Research: Eco Lawsuits Effective, Highlight Inequalities

A team of researchers analyzed more than 25,000 civil lawsuits, gleaning insights on regional disparities in environmental law and opportunities to broaden impact.

PROVIDENCE, R.I. [Brown University] - A sweeping study of three decades of lawsuits has revealed both the effectiveness but also the underuse of civil litigation to enforce environmental protections.

An examination of more than 25,000 civil suits and 4,000 federal judicial decisions between 1988 and 2022 showed that while litigation is an important means of enforcing environmental laws, environmental groups that serve as plaintiffs focus heavily on specific, place-based conservation-related conflicts in particular geographic regions - more than issues with broader implications for human health, like clean drinking water, toxic pollution and wastewater treatment.

The study was published in the journal Nature Sustainability.

Christopher Rea, an assistant professor of sociology and international and public affairs at Brown University who led the study, said that pro-regulatory plaintiffs filing environment-focused civil lawsuits were often successful, with a higher rate of success than anti-regulatory ones.

"An important finding is that the courts really matter, and that environmental nonprofits and the federal government have pretty effectively used them to enforce environmental law," Rea said.

But the researchers also found that environmental nonprofit organizations have focused their energy overwhelmingly on land conservation in western states - not on lawsuits focused on environmental issues in the eastern portions of the country, where population density is higher.

"These organizations have basically ignored what's happening east of the Rockies, which is where most people in the U.S. live and is also where most legacy pollution is," said Rea, who is affiliated with the Climate Solutions Lab at Brown's Watson Institute for International and Public Affairs. "This means that environmental groups are focusing on a specific set of concerns that is not reflective of the broader set of concerns that many people face in their day-to-day lives."

Nearly 40% of the cases analyzed in the study were located in 10 of the 90 federal court districts, illustrating the geographical inequality in environment-focused litigation.

"This lack of legal attention to regions east of the Rocky Mountains, many with long industrial histories like the Midwest, South and East Coast… and where the unevenly distributed threats of toxic exposure are generally higher, means that the federal government faces less legal pressure to robustly enforce anti-pollution laws in these places," the study stated.

Records provided>
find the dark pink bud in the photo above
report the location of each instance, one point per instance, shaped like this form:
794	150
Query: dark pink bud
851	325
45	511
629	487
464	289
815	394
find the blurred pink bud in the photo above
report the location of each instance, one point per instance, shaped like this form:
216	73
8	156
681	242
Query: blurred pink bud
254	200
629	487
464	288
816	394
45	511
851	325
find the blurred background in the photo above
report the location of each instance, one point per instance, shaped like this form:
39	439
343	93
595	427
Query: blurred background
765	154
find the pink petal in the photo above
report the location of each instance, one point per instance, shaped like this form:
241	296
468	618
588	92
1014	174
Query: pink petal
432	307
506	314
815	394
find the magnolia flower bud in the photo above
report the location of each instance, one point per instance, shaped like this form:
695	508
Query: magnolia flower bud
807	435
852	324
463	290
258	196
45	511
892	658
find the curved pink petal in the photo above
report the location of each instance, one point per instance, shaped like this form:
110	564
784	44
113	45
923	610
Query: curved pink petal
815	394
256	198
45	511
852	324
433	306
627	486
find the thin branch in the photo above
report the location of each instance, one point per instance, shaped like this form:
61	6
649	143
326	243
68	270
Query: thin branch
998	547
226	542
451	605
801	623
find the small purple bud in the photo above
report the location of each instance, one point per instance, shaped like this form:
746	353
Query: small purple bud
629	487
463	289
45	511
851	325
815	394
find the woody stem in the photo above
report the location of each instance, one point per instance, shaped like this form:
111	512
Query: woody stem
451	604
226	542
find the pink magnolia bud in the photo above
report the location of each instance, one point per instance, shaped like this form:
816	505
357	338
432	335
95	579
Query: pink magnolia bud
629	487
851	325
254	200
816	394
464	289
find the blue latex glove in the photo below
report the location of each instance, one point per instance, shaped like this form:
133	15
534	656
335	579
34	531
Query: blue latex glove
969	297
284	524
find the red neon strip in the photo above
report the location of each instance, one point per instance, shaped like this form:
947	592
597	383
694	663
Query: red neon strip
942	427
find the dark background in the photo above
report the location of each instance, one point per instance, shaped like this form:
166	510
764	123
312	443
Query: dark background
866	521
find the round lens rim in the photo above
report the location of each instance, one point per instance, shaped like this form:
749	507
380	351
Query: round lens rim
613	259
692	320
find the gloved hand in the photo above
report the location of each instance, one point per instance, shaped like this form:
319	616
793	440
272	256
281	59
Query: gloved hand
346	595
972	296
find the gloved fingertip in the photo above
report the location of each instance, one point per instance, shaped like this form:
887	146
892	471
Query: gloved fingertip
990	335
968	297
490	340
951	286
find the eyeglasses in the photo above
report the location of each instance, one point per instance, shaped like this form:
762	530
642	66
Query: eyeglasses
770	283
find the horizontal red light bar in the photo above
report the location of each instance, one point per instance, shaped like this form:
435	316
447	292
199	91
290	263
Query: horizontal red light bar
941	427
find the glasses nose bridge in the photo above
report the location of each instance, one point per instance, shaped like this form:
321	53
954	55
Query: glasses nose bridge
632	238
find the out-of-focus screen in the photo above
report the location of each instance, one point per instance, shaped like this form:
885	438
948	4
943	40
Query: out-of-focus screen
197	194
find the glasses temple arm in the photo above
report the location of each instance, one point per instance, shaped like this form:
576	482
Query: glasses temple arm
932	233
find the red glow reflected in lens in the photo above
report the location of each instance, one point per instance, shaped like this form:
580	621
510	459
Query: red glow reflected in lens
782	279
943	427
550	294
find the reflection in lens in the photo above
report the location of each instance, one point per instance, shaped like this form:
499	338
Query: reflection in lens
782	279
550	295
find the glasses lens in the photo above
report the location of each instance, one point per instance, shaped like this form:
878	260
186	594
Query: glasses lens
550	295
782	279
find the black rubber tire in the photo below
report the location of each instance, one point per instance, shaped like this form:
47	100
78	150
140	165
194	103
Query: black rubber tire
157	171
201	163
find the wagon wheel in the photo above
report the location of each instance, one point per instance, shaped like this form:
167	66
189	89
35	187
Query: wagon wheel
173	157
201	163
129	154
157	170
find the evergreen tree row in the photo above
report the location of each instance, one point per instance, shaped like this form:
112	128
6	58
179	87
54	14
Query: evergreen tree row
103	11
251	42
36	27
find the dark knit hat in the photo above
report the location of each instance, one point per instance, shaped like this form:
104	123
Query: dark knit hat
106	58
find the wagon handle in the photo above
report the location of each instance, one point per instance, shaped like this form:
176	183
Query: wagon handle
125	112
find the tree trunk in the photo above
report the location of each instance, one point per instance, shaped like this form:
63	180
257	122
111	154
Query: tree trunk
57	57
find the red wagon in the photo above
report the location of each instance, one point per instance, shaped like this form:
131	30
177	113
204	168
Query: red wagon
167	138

Work instruction A> According to the article on environmental lawsuits, in which journal was the study published?
Work instruction B>
Do these statements agree with the article on environmental lawsuits? For each, answer yes or no and quote the words of the text that decide it.
(i) The lawsuits and decisions examined date from 1988 to 2022.
(ii) Anti-regulatory plaintiffs won more often than pro-regulatory plaintiffs.
(iii) About half of the cases studied came from 10 federal court districts.
Work instruction C> In the article on environmental lawsuits, rewrite the paragraph beginning "An examination of more than 25,000 civil suits" as a short list that keeps its main facts.

Exercise result A> Nature Sustainability.

Exercise result B>
(i) Yes: "between 1988 and 2022"
(ii) No: "pro-regulatory plaintiffs filing environment-focused civil lawsuits were often successful, with a higher rate of success than anti-regulatory ones"
(iii) No: "Nearly 40% of the cases analyzed in the study were located in 10 of the 90 federal court districts"

Exercise result C>
- Scope: more than 25,000 civil suits and 4,000 federal judicial decisions from 1988 to 2022.
- Finding: litigation is an important means of enforcing environmental laws.
- Focus of environmental plaintiffs: specific, place-based conservation conflicts in particular geographic regions.
- Less attention: issues with broader implications for human health, such as clean drinking water, toxic pollution and wastewater treatment.